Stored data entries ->

────────

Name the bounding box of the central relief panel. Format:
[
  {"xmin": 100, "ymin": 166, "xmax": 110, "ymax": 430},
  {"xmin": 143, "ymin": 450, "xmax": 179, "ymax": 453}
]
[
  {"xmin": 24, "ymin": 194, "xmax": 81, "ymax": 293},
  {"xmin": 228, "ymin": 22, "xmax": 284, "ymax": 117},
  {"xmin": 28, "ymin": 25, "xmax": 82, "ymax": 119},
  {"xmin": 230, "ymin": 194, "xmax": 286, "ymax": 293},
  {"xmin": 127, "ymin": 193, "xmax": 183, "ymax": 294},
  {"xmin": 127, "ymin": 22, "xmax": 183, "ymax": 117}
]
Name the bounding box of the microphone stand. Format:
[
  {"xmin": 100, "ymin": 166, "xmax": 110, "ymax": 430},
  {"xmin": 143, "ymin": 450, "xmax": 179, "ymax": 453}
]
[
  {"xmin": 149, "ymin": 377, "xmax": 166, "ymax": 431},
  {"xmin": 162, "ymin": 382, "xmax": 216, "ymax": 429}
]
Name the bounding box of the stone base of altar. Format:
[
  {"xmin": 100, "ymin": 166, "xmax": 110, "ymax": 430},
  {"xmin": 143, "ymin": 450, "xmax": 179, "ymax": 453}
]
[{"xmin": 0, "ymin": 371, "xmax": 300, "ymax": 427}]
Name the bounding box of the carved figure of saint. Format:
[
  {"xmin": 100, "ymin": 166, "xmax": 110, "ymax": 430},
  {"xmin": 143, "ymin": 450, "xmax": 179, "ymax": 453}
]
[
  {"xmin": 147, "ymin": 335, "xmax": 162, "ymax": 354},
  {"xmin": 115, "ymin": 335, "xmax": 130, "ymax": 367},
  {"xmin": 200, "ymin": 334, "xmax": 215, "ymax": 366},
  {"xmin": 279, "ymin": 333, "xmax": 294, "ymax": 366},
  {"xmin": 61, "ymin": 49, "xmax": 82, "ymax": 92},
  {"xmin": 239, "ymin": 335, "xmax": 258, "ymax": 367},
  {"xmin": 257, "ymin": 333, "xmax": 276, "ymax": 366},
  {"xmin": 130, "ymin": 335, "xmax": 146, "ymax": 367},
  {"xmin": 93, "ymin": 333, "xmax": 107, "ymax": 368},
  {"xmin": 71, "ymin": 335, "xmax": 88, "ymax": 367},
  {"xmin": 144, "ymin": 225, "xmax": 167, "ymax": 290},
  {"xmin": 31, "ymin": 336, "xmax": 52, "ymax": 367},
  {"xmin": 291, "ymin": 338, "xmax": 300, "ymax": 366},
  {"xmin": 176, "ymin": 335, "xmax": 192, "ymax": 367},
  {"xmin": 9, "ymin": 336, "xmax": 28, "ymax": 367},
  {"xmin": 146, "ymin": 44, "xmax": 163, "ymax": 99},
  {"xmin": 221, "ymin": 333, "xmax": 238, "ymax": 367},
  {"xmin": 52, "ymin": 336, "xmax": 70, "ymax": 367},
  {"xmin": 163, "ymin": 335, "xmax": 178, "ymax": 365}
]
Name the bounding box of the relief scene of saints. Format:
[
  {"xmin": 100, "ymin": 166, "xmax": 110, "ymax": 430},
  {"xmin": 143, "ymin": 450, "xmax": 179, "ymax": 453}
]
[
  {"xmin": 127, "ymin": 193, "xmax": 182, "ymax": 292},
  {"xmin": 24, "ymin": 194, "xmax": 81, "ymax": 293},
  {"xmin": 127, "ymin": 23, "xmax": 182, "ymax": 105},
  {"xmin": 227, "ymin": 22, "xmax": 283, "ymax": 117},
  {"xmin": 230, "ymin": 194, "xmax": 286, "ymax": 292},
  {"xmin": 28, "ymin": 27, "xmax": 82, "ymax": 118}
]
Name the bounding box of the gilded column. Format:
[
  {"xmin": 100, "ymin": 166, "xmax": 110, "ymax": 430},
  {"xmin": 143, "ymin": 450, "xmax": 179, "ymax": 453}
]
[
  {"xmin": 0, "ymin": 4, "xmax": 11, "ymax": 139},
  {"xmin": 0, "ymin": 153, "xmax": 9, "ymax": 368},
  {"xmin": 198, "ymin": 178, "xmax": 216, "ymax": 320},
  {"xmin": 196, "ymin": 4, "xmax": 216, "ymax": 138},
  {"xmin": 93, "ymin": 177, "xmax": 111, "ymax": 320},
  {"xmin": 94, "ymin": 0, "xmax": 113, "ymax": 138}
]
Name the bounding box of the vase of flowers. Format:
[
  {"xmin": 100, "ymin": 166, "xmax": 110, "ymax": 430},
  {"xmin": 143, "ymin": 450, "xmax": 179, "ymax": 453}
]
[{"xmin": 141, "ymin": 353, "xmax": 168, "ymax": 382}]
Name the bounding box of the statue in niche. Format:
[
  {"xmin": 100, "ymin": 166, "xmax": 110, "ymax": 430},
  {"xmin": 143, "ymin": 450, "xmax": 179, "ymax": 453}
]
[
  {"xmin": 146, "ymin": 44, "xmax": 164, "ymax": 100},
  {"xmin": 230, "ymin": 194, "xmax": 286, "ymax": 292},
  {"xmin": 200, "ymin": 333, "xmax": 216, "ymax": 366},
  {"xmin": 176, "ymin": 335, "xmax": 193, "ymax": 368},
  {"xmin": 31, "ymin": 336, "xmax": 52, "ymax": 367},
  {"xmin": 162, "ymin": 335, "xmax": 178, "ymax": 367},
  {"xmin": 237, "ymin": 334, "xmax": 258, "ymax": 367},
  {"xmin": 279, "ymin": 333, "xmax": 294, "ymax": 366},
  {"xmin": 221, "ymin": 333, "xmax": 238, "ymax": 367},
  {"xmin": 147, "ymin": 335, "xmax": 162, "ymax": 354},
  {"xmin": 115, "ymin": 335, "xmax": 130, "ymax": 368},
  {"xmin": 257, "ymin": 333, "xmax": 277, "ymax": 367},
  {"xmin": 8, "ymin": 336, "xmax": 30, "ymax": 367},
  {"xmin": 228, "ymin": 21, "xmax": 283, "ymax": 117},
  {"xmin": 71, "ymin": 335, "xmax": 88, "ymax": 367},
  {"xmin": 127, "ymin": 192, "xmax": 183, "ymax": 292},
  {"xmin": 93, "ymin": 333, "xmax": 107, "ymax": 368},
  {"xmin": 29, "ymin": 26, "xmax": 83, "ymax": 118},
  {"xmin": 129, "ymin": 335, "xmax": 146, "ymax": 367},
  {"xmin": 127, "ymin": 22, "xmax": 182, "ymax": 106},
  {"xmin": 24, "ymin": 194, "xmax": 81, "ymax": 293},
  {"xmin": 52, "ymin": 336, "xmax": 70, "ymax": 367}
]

────────

Task to carry out ->
Reproduce the entire listing above word for word, from its first line through its last.

Task response ->
Name the bounding box of the central relief panel. Format:
[
  {"xmin": 100, "ymin": 166, "xmax": 110, "ymax": 430},
  {"xmin": 143, "ymin": 450, "xmax": 179, "ymax": 453}
]
[
  {"xmin": 24, "ymin": 194, "xmax": 81, "ymax": 293},
  {"xmin": 228, "ymin": 22, "xmax": 284, "ymax": 117},
  {"xmin": 28, "ymin": 25, "xmax": 82, "ymax": 119},
  {"xmin": 230, "ymin": 194, "xmax": 286, "ymax": 293},
  {"xmin": 127, "ymin": 193, "xmax": 183, "ymax": 294},
  {"xmin": 127, "ymin": 22, "xmax": 183, "ymax": 117}
]
Name the bounding box of the microphone stand. Format:
[
  {"xmin": 100, "ymin": 166, "xmax": 110, "ymax": 430},
  {"xmin": 143, "ymin": 450, "xmax": 179, "ymax": 453}
]
[
  {"xmin": 149, "ymin": 377, "xmax": 166, "ymax": 431},
  {"xmin": 162, "ymin": 382, "xmax": 216, "ymax": 429}
]
Name the bounding box of the stone base of altar. Format:
[
  {"xmin": 100, "ymin": 166, "xmax": 110, "ymax": 430},
  {"xmin": 143, "ymin": 450, "xmax": 179, "ymax": 453}
]
[{"xmin": 0, "ymin": 371, "xmax": 300, "ymax": 427}]
Name the bounding box of the carved figure of saint. Format:
[
  {"xmin": 100, "ymin": 166, "xmax": 110, "ymax": 430},
  {"xmin": 143, "ymin": 450, "xmax": 179, "ymax": 453}
]
[
  {"xmin": 147, "ymin": 335, "xmax": 162, "ymax": 354},
  {"xmin": 115, "ymin": 335, "xmax": 130, "ymax": 367},
  {"xmin": 200, "ymin": 334, "xmax": 215, "ymax": 366},
  {"xmin": 279, "ymin": 333, "xmax": 294, "ymax": 366},
  {"xmin": 61, "ymin": 49, "xmax": 82, "ymax": 92},
  {"xmin": 239, "ymin": 335, "xmax": 258, "ymax": 367},
  {"xmin": 257, "ymin": 333, "xmax": 276, "ymax": 366},
  {"xmin": 130, "ymin": 335, "xmax": 146, "ymax": 367},
  {"xmin": 93, "ymin": 333, "xmax": 107, "ymax": 368},
  {"xmin": 71, "ymin": 335, "xmax": 88, "ymax": 367},
  {"xmin": 144, "ymin": 225, "xmax": 167, "ymax": 290},
  {"xmin": 31, "ymin": 336, "xmax": 52, "ymax": 367},
  {"xmin": 291, "ymin": 338, "xmax": 300, "ymax": 366},
  {"xmin": 176, "ymin": 335, "xmax": 192, "ymax": 367},
  {"xmin": 9, "ymin": 336, "xmax": 28, "ymax": 367},
  {"xmin": 146, "ymin": 44, "xmax": 163, "ymax": 99},
  {"xmin": 221, "ymin": 333, "xmax": 238, "ymax": 367},
  {"xmin": 52, "ymin": 336, "xmax": 70, "ymax": 367},
  {"xmin": 163, "ymin": 335, "xmax": 178, "ymax": 365}
]
Name the bounding box of the relief scene of saints. Format:
[
  {"xmin": 100, "ymin": 166, "xmax": 110, "ymax": 430},
  {"xmin": 143, "ymin": 450, "xmax": 179, "ymax": 453}
]
[
  {"xmin": 127, "ymin": 193, "xmax": 182, "ymax": 292},
  {"xmin": 24, "ymin": 194, "xmax": 81, "ymax": 293},
  {"xmin": 127, "ymin": 23, "xmax": 182, "ymax": 105},
  {"xmin": 227, "ymin": 22, "xmax": 283, "ymax": 117},
  {"xmin": 230, "ymin": 194, "xmax": 286, "ymax": 292},
  {"xmin": 28, "ymin": 27, "xmax": 82, "ymax": 118}
]
Name the bounding box of the gilded column. Format:
[
  {"xmin": 100, "ymin": 166, "xmax": 110, "ymax": 430},
  {"xmin": 143, "ymin": 450, "xmax": 179, "ymax": 453}
]
[
  {"xmin": 0, "ymin": 4, "xmax": 11, "ymax": 139},
  {"xmin": 0, "ymin": 153, "xmax": 9, "ymax": 368},
  {"xmin": 198, "ymin": 178, "xmax": 216, "ymax": 320},
  {"xmin": 196, "ymin": 4, "xmax": 216, "ymax": 138},
  {"xmin": 93, "ymin": 177, "xmax": 111, "ymax": 320},
  {"xmin": 94, "ymin": 0, "xmax": 113, "ymax": 138}
]
Name the bounding box of the vase of flowers. Format:
[
  {"xmin": 100, "ymin": 166, "xmax": 110, "ymax": 430},
  {"xmin": 143, "ymin": 450, "xmax": 179, "ymax": 453}
]
[{"xmin": 141, "ymin": 353, "xmax": 168, "ymax": 382}]
Name the bounding box of the statue in niche. Format:
[
  {"xmin": 100, "ymin": 166, "xmax": 110, "ymax": 430},
  {"xmin": 143, "ymin": 450, "xmax": 179, "ymax": 453}
]
[
  {"xmin": 146, "ymin": 44, "xmax": 164, "ymax": 100},
  {"xmin": 230, "ymin": 194, "xmax": 286, "ymax": 292},
  {"xmin": 200, "ymin": 333, "xmax": 216, "ymax": 366},
  {"xmin": 176, "ymin": 335, "xmax": 193, "ymax": 368},
  {"xmin": 31, "ymin": 336, "xmax": 52, "ymax": 367},
  {"xmin": 162, "ymin": 335, "xmax": 178, "ymax": 367},
  {"xmin": 237, "ymin": 334, "xmax": 258, "ymax": 367},
  {"xmin": 279, "ymin": 333, "xmax": 294, "ymax": 366},
  {"xmin": 221, "ymin": 333, "xmax": 238, "ymax": 367},
  {"xmin": 147, "ymin": 335, "xmax": 162, "ymax": 354},
  {"xmin": 115, "ymin": 335, "xmax": 130, "ymax": 368},
  {"xmin": 257, "ymin": 333, "xmax": 277, "ymax": 367},
  {"xmin": 8, "ymin": 336, "xmax": 30, "ymax": 367},
  {"xmin": 228, "ymin": 21, "xmax": 283, "ymax": 117},
  {"xmin": 71, "ymin": 335, "xmax": 88, "ymax": 367},
  {"xmin": 127, "ymin": 192, "xmax": 183, "ymax": 292},
  {"xmin": 93, "ymin": 333, "xmax": 107, "ymax": 368},
  {"xmin": 29, "ymin": 26, "xmax": 83, "ymax": 118},
  {"xmin": 129, "ymin": 335, "xmax": 146, "ymax": 367},
  {"xmin": 127, "ymin": 22, "xmax": 182, "ymax": 106},
  {"xmin": 24, "ymin": 194, "xmax": 81, "ymax": 293},
  {"xmin": 52, "ymin": 336, "xmax": 70, "ymax": 367}
]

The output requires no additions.